***** Records for the exercise *****

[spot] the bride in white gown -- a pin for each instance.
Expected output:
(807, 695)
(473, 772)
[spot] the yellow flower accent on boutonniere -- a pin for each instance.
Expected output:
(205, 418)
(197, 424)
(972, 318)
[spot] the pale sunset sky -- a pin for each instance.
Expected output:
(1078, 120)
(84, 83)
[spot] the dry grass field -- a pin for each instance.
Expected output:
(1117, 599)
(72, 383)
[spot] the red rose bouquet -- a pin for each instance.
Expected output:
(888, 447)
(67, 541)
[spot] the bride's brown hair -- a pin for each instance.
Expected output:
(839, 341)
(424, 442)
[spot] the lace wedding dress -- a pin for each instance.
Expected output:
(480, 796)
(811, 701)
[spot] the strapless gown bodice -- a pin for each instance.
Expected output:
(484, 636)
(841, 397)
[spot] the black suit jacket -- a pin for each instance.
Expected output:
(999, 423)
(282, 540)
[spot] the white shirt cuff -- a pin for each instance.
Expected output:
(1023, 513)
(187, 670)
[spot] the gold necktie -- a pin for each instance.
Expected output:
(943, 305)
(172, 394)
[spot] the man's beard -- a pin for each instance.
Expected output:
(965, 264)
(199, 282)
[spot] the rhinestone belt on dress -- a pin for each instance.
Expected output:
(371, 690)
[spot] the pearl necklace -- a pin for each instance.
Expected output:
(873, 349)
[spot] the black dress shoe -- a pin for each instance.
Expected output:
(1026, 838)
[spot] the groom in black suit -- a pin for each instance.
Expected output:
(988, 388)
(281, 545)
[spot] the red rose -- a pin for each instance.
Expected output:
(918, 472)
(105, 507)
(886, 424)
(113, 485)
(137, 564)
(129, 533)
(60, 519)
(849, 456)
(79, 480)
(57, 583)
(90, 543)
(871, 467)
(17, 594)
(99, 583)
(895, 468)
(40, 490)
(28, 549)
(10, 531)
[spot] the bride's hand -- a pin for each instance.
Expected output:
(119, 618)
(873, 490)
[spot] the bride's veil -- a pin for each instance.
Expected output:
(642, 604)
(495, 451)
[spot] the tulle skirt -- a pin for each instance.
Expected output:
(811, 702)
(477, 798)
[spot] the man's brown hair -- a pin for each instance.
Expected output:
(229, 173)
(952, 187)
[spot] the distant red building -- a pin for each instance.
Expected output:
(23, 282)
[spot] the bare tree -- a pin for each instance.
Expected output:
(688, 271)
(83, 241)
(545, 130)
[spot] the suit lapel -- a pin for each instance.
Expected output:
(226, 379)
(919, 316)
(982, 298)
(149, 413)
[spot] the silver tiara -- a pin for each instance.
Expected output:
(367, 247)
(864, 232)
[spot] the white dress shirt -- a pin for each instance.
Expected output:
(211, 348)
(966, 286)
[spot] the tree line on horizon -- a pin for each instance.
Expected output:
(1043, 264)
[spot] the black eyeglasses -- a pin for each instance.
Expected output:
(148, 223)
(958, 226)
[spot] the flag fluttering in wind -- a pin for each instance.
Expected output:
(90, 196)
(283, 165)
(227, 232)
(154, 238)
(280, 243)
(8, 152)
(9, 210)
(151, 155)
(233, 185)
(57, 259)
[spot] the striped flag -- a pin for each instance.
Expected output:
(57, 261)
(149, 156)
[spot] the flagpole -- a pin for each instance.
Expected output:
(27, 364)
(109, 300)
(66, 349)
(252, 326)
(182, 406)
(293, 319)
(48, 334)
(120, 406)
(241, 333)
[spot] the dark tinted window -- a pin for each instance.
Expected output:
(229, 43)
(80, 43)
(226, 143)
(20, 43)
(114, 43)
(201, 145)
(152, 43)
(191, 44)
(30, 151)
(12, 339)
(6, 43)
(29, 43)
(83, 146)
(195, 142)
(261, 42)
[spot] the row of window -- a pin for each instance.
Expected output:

*****

Give the lines between the one containing "[spot] the rhinestone" and the one containing "(1043, 264)", inclusive, as a numbered list with blank lines omitted.

### Final result
1. [spot] the rhinestone belt on dress -- a pin for each instance.
2. Expected output:
3. (371, 690)
4. [spot] the pearl necklace -- a pin for each instance.
5. Expected output:
6. (873, 349)
7. [spot] the black dress shoe -- a pin for each instance.
8. Expected output:
9. (1026, 838)
10. [spot] the groom in black suit -- a pin for each instance.
11. Expected output:
12. (988, 388)
13. (281, 545)
14. [spot] the red rose -- a pin for each instance.
15. Expected output:
16. (918, 472)
17. (105, 507)
18. (886, 424)
19. (113, 485)
20. (137, 564)
21. (129, 533)
22. (60, 519)
23. (849, 456)
24. (79, 480)
25. (57, 583)
26. (90, 543)
27. (871, 467)
28. (17, 594)
29. (99, 583)
30. (895, 468)
31. (40, 490)
32. (28, 549)
33. (10, 531)
34. [spot] the bride's hand -- a pin for each instance.
35. Expected output:
36. (119, 618)
37. (873, 490)
38. [spot] the bride's veil -- a pin for each instance.
39. Expected output:
40. (642, 604)
41. (495, 451)
42. [spot] the tulle skirt -- a pin for each instance.
43. Expected output:
44. (811, 702)
45. (477, 798)
46. [spot] the man's brown hair -- a pin for each instance.
47. Expected output:
48. (229, 173)
49. (952, 187)
50. [spot] the distant red building -- a pin for each instance.
51. Expected output:
52. (23, 282)
53. [spot] the bare tree -- a pin for each instance.
54. Expected output:
55. (688, 271)
56. (83, 241)
57. (545, 130)
58. [spot] the suit lapel -- a pin for each instance.
59. Expected output:
60. (226, 379)
61. (919, 316)
62. (982, 298)
63. (149, 413)
64. [spot] the silver tiara -- a pin for each instance.
65. Expected output:
66. (367, 247)
67. (864, 232)
68. [spot] the white dress shirt -- a pin for each instance.
69. Expected output:
70. (211, 348)
71. (966, 286)
72. [spot] the tree line on horizon -- a pin for each instance.
73. Expected output:
74. (1043, 264)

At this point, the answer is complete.